> [WHAT YOU SHOULD DO] Some lines in the material below hold the word "turquoise". Copy all of them.

> [DATA LISTING]
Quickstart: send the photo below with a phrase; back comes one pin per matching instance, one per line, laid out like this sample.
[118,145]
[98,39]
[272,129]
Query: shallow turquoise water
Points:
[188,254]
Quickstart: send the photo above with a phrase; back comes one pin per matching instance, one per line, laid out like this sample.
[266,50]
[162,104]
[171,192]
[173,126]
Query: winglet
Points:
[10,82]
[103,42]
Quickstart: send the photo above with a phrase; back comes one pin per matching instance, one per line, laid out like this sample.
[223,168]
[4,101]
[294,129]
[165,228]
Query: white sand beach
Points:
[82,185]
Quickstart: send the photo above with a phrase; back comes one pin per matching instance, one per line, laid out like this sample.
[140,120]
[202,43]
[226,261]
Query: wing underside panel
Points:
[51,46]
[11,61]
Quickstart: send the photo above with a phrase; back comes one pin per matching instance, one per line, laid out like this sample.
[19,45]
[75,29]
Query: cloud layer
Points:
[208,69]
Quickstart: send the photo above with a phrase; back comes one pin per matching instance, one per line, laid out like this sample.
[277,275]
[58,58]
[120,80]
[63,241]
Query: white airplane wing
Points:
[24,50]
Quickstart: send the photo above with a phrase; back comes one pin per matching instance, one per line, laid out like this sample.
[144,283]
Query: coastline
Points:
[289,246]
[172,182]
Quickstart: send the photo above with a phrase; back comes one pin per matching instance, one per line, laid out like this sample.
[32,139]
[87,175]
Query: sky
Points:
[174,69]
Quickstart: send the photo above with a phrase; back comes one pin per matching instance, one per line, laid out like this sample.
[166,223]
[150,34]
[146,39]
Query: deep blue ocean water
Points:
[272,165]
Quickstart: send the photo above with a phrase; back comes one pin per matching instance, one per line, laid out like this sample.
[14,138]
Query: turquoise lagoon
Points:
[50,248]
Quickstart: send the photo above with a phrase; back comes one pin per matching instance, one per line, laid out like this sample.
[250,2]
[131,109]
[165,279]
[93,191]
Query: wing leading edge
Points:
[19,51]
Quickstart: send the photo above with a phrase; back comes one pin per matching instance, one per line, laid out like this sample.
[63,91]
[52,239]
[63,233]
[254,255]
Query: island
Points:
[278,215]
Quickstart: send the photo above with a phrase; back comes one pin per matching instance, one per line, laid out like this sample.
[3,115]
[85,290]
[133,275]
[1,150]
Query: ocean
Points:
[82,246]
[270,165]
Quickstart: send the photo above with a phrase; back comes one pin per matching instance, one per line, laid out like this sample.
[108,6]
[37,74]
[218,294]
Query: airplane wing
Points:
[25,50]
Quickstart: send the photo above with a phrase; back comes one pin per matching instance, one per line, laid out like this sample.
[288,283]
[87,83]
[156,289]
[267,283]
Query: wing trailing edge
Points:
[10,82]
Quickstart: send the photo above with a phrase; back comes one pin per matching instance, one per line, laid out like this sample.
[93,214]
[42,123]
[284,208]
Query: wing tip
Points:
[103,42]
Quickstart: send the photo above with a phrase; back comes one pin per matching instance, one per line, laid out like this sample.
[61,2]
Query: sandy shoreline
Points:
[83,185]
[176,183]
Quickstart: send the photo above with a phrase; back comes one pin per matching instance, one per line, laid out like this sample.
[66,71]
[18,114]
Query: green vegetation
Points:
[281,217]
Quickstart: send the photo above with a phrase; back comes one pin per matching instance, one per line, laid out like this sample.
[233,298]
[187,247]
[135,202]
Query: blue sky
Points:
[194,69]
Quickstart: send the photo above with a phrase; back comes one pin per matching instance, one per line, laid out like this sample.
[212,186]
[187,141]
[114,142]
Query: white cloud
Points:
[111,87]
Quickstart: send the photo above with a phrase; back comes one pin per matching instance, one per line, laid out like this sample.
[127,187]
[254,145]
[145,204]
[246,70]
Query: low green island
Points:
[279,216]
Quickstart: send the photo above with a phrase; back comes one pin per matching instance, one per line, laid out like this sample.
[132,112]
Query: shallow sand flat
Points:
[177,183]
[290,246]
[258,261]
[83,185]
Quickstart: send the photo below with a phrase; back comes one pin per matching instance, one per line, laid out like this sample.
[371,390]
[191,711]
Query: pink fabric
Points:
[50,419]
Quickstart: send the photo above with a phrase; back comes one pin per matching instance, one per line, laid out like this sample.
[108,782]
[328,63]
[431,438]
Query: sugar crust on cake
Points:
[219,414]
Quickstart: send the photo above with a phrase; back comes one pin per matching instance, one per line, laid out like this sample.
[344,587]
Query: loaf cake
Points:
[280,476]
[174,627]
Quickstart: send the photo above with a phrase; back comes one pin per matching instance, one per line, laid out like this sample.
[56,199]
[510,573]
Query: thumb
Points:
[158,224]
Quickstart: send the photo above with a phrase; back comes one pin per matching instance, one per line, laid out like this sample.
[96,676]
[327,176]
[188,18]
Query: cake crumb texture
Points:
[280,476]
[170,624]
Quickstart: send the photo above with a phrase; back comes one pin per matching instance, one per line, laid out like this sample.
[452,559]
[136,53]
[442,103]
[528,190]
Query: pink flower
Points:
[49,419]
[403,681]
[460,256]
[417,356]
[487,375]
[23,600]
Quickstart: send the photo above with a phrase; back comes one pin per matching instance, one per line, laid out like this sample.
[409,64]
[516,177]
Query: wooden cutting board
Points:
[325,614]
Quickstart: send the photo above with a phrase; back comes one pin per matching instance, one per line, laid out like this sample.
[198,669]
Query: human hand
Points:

> [EXERCISE RESPONSE]
Query: shallow turquoise water
Query: turquoise lagoon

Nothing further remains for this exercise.